**EXTRACTED INFORMATION**.
"""
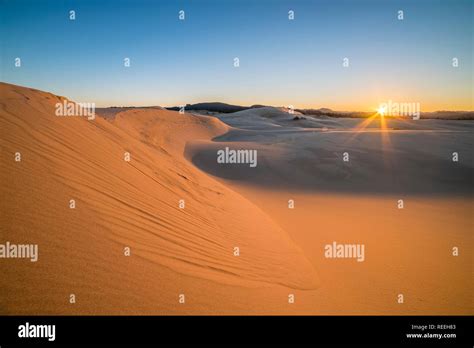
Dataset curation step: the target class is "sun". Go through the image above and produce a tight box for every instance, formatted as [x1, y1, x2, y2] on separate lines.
[377, 106, 386, 116]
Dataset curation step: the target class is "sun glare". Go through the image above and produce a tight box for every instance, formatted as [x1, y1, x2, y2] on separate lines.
[377, 106, 385, 116]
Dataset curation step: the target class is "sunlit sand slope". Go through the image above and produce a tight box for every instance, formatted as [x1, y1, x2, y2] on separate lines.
[0, 83, 318, 314]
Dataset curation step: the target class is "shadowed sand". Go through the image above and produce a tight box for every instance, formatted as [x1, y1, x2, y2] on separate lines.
[0, 84, 472, 314]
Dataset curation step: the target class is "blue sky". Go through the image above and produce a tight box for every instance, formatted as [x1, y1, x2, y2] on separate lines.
[0, 0, 473, 111]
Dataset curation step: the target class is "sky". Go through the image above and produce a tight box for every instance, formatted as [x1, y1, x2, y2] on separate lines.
[0, 0, 474, 111]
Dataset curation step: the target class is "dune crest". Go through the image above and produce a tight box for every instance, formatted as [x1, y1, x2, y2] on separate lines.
[0, 83, 318, 312]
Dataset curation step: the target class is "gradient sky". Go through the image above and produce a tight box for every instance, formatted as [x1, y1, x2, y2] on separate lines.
[0, 0, 473, 111]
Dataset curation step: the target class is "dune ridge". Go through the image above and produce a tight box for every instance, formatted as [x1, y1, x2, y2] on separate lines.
[0, 83, 318, 314]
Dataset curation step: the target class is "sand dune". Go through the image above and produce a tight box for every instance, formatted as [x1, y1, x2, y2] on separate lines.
[0, 84, 318, 314]
[0, 84, 473, 315]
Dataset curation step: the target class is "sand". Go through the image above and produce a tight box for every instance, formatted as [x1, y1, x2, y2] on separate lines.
[0, 83, 472, 315]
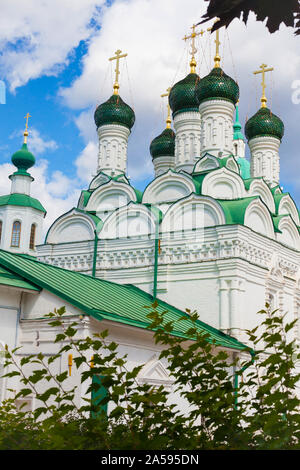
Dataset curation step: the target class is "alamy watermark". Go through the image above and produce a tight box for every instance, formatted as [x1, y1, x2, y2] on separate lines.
[0, 80, 6, 104]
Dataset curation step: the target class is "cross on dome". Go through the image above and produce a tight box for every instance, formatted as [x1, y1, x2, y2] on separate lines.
[183, 24, 205, 73]
[108, 49, 128, 95]
[207, 18, 221, 68]
[24, 113, 32, 144]
[253, 64, 274, 108]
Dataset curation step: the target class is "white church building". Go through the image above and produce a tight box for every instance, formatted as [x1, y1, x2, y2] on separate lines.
[0, 30, 300, 412]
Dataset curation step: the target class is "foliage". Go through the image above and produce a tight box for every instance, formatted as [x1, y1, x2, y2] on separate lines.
[201, 0, 300, 35]
[0, 302, 300, 450]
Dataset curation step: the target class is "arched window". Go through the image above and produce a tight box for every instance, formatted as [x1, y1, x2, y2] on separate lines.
[10, 220, 21, 248]
[29, 224, 36, 250]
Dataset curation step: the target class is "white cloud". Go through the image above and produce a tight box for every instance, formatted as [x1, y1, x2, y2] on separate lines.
[60, 0, 300, 187]
[0, 0, 105, 91]
[0, 0, 300, 211]
[29, 128, 58, 155]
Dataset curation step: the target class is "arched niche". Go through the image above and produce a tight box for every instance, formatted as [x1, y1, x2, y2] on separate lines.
[201, 168, 245, 200]
[278, 194, 300, 225]
[248, 179, 275, 213]
[99, 203, 158, 239]
[244, 199, 274, 238]
[161, 194, 225, 233]
[86, 180, 136, 213]
[193, 153, 220, 173]
[143, 170, 195, 204]
[45, 209, 98, 244]
[276, 215, 300, 250]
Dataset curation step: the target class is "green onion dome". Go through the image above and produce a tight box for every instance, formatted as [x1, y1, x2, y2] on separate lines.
[169, 73, 200, 117]
[11, 143, 35, 172]
[245, 108, 284, 140]
[94, 94, 135, 129]
[150, 128, 175, 158]
[196, 67, 240, 105]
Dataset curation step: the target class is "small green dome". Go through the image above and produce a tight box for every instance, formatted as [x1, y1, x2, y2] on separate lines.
[94, 95, 135, 129]
[245, 108, 284, 140]
[11, 143, 35, 172]
[196, 67, 240, 104]
[169, 73, 200, 117]
[150, 129, 175, 158]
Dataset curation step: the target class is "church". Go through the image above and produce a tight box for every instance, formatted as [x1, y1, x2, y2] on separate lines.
[0, 26, 300, 407]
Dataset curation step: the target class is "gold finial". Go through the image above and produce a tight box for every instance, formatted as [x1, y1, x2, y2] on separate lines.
[183, 24, 205, 73]
[108, 49, 127, 95]
[253, 64, 274, 108]
[207, 18, 221, 68]
[160, 87, 172, 129]
[23, 113, 31, 144]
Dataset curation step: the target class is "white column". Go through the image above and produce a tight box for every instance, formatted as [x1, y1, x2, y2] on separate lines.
[249, 136, 280, 186]
[97, 124, 130, 176]
[174, 111, 200, 173]
[199, 100, 235, 157]
[230, 279, 241, 336]
[153, 155, 175, 178]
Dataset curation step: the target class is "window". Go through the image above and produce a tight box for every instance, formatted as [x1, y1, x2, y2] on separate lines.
[10, 220, 21, 248]
[29, 224, 36, 250]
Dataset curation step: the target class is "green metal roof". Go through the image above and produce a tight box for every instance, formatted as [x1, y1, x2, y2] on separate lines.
[0, 250, 246, 350]
[0, 266, 40, 291]
[0, 193, 46, 213]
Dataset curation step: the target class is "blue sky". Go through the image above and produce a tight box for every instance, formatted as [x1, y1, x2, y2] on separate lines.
[0, 0, 300, 226]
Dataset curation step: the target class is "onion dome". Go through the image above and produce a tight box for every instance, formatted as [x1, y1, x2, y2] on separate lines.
[150, 128, 175, 158]
[94, 94, 135, 129]
[169, 73, 200, 117]
[245, 107, 284, 140]
[11, 142, 35, 173]
[196, 67, 239, 105]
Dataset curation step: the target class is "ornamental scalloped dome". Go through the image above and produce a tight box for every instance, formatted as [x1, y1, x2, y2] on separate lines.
[150, 129, 175, 158]
[94, 95, 135, 129]
[196, 67, 240, 105]
[245, 108, 284, 140]
[169, 73, 200, 117]
[11, 143, 35, 172]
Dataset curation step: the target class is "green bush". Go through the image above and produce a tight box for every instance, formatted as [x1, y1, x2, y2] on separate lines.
[0, 302, 300, 450]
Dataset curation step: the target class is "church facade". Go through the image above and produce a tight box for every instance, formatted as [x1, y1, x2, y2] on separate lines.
[37, 49, 300, 346]
[0, 28, 300, 406]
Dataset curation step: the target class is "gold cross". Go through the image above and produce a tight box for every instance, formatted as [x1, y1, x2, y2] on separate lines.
[24, 113, 31, 144]
[160, 87, 172, 129]
[207, 18, 221, 67]
[253, 64, 274, 108]
[108, 49, 127, 95]
[183, 24, 205, 73]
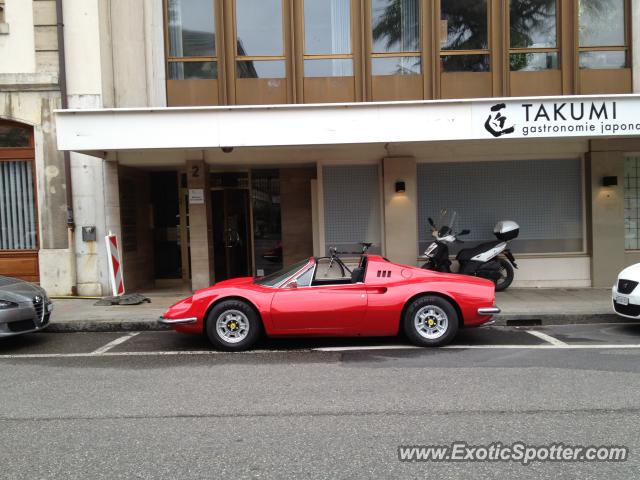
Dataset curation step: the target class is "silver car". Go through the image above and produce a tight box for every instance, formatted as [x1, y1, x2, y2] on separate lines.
[0, 276, 53, 338]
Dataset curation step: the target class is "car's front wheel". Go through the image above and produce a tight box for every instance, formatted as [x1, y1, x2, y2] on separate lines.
[206, 300, 262, 351]
[402, 295, 458, 347]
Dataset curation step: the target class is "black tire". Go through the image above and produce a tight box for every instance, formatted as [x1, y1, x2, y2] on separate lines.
[495, 257, 515, 292]
[402, 295, 459, 347]
[205, 300, 263, 352]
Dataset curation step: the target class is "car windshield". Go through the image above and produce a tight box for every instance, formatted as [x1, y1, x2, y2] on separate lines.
[254, 260, 309, 287]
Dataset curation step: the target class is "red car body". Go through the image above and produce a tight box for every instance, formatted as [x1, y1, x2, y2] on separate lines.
[162, 255, 499, 337]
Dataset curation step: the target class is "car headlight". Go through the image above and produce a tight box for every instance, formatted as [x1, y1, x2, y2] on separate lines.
[0, 300, 18, 310]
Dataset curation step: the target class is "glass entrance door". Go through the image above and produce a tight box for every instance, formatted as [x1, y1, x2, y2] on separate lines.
[211, 188, 251, 282]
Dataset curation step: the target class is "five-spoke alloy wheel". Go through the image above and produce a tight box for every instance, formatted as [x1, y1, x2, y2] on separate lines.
[402, 295, 458, 347]
[205, 300, 262, 351]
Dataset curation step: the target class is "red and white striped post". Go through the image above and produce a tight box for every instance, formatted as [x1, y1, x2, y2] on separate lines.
[104, 232, 124, 297]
"""
**AIM OF THE TASK**. Turn the records above, from their start through the line with "[377, 106, 385, 116]", into a numbered list with blank lines dropped and the pictures left out.

**SOLVED EXERCISE**.
1. Dataset curation step: the target class is "sun". Go through the image above and produce a tight box for every instance, formatted as [x1, y1, x2, y2] on separate lines.
2. [377, 106, 386, 116]
3. Dataset curation step: the target class is "sun glare". Go through the image above and produce a tight box for every instance, formatted as [x1, y1, x2, y2] on separate lines.
4. [377, 106, 385, 116]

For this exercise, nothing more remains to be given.